지시 사항
출처의 코드에서 set_creator 메서드가 self.generation에 어떤 값을 저장하는지 알려 주세요.

출처

========================================

In [2]:
import numpy as np
import weakref    # 약한 참조. 참조 카운트를 증가시키지 않는다

def as_array(x):
    if np.isscalar(x):
        return np.array(x)
    return x

class Variable:
    __array_priority__ = 200
    
    def __init__(self, data, name = None):
        if data is not None:
            if not isinstance(data, np.ndarray):
                raise TypeError('{}은(는) 지원하지 않습니다.'.format(type(data)))
        
        self.data = data
        self.name = name
        self.grad = None    # gradient = 기울기
        self.creator = None
        self.generation = 0    # 세대 수를 기록하는 변수 (0, 1, 2, ...)
        
    def __len__(self):
        return len(self.data)
    
    def __repr__(self):
        if self.data is None:
            return 'variable(None)'
        p = str(self.data).replace('\n', '\n'+' '*9)
        return 'variable(' + p + ')'
    
    def set_creator(self, func):
        self.creator = func
        self.generation = func.generation + 1   # 세대를 기록한다 (부모 세대 + 1)
    
    def backward(self, retain_grad=False):
        if self.grad is None:
            self.grad = np.ones_like(self.data)
            
        funcs = []
        seen_set = set()
        
        def add_func(f):
            if f not in seen_set:
                funcs.append(f)
                seen_set.add(f)
                funcs.sort(key = lambda x: x.generation)    # 리스트의 원소들을 x라 할때, x.gen을 key로 정렬
        
        add_func(self.creator)
        
        while funcs:
            f = funcs.pop()
            gys = [output().grad for output in f.outputs]    # 약한 참조 데이터(output) 에 접근하려면 obj()로.
            gxs = f.backward(*gys)
            if not isinstance(gxs, tuple):
                gxs = (gxs,)
            
            for x, gx in zip(f.inputs, gxs):
                if x.grad is None:
                    x.grad = gx
                else:
                    x.grad = x.grad + gx
                        
                
                if x.creator is not None:
                    add_func(x.creator)
                    
            if not retain_grad:
                for y in f.outputs:
                    y().grad = None    # y는 약한 참조(weakref)

========================================

제공 자료
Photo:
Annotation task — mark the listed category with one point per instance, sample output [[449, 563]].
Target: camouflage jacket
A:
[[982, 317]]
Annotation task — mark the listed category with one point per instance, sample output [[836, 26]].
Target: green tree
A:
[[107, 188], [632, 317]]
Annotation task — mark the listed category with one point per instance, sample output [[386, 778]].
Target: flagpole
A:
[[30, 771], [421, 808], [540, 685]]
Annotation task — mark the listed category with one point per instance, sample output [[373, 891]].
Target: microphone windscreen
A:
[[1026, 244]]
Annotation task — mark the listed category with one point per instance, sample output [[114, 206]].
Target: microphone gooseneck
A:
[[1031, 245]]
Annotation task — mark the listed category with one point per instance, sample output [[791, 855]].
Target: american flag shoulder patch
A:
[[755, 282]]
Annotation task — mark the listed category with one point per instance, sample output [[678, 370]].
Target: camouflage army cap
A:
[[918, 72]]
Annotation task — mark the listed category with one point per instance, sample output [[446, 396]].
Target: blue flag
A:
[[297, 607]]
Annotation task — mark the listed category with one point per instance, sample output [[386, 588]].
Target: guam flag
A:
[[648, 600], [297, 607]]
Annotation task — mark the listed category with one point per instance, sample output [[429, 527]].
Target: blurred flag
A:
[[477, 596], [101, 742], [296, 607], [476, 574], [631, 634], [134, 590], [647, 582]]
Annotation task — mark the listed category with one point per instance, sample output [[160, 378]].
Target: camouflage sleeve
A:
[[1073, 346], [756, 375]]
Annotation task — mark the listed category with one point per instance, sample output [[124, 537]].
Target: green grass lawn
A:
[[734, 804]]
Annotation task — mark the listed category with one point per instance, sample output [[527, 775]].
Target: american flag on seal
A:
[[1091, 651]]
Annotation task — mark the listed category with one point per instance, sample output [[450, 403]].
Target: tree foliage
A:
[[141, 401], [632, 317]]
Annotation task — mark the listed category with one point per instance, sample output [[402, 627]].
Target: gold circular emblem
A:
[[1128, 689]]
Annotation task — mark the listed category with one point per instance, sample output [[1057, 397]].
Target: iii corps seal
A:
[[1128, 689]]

========================================

문제 풀이
func.generation에 1을 더한 값, 즉 부모 세대 + 1을 저장합니다.